*** Opening of DATA FOR REVIEW ***

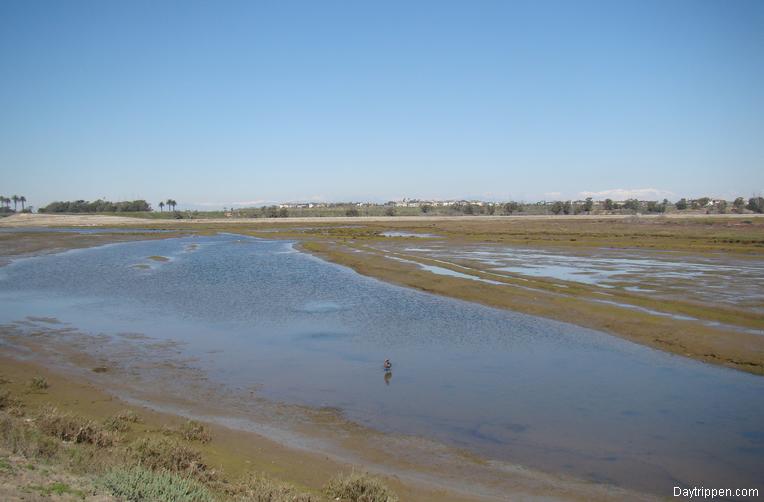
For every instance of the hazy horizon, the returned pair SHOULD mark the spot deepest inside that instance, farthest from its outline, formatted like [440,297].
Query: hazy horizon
[242,103]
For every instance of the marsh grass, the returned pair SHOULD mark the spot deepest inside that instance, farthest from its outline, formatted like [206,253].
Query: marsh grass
[166,454]
[359,487]
[153,467]
[22,438]
[73,428]
[138,483]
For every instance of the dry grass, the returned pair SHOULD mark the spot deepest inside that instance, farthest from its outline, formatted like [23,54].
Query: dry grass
[165,454]
[22,438]
[359,487]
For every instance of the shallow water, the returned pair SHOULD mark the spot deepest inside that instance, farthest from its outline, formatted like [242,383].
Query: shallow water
[734,281]
[509,386]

*** Close of DATA FOR REVIEW ***

--- DIRECTIONS FOR THIS TASK ---
Produce a verbatim copy of the lines from the one holding "For every instance of the shallow" to the final line of the data, and nothing more.

--- SOLUTION FOR THIS EXERCISE ---
For every instance of the shallow water, the returned pair SHOULD mark the spot deepest inside that instance, farthest from its outline, formatted like [242,383].
Query: shallow water
[734,281]
[509,386]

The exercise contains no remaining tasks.